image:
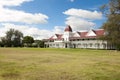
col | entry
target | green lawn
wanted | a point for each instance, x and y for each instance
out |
(58, 64)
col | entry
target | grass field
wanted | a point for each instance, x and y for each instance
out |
(58, 64)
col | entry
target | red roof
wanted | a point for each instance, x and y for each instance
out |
(68, 28)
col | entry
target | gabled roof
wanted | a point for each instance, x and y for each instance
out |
(58, 37)
(68, 29)
(80, 35)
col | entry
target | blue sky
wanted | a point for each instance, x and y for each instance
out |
(43, 18)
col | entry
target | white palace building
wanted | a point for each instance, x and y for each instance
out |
(86, 39)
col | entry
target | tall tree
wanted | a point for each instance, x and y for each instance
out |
(13, 38)
(28, 40)
(112, 25)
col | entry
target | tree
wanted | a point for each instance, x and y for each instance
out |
(112, 25)
(28, 40)
(13, 38)
(39, 43)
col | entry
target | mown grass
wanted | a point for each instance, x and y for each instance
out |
(59, 64)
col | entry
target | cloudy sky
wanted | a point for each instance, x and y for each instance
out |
(43, 18)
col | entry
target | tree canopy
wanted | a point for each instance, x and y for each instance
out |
(28, 40)
(13, 38)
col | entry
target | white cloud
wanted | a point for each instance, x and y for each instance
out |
(81, 19)
(58, 29)
(26, 30)
(12, 2)
(79, 24)
(11, 15)
(8, 15)
(72, 0)
(36, 33)
(83, 13)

• _Goal of the exercise_
Please keep only the lines of the records above that contain the string "tree", and list them. The match is case-sensitive.

• _Output_
target | tall tree
target | tree
target | tree canopy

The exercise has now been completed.